=== PROBLEM TO SOLVE ===
All lines after the one containing "Target: wide river", together with that line itself, should be written out exactly, down to the last line of the entries below.

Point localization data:
+--

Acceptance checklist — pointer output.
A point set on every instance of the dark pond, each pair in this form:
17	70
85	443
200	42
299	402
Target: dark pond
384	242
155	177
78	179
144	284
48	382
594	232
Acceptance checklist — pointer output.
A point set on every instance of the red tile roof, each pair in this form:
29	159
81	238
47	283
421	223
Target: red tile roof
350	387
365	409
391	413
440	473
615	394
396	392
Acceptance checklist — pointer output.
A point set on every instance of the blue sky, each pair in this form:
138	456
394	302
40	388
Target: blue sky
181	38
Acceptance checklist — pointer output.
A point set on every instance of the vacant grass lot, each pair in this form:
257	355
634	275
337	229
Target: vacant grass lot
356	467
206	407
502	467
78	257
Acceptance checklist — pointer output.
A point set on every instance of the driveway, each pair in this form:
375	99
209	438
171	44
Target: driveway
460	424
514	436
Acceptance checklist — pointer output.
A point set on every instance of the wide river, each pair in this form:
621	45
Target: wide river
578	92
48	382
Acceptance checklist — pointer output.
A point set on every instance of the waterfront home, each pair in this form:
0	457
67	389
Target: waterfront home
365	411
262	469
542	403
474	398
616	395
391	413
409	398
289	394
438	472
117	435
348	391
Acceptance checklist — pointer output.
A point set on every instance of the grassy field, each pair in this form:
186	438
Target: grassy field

+--

=== RESULT FOR THIS EXERCISE ===
Target: wide river
578	92
48	382
Acceptance checklist — pointer output.
A point set on every instance of the waterfront home, each pair in this form:
0	457
67	389
Target: waterfront home
365	411
262	469
542	403
474	398
616	395
391	413
409	398
289	394
438	472
117	435
348	391
Acceptance checklist — pointer output.
A point set on every instance of the grassy field, each pair in this form:
186	438
Target: grassy field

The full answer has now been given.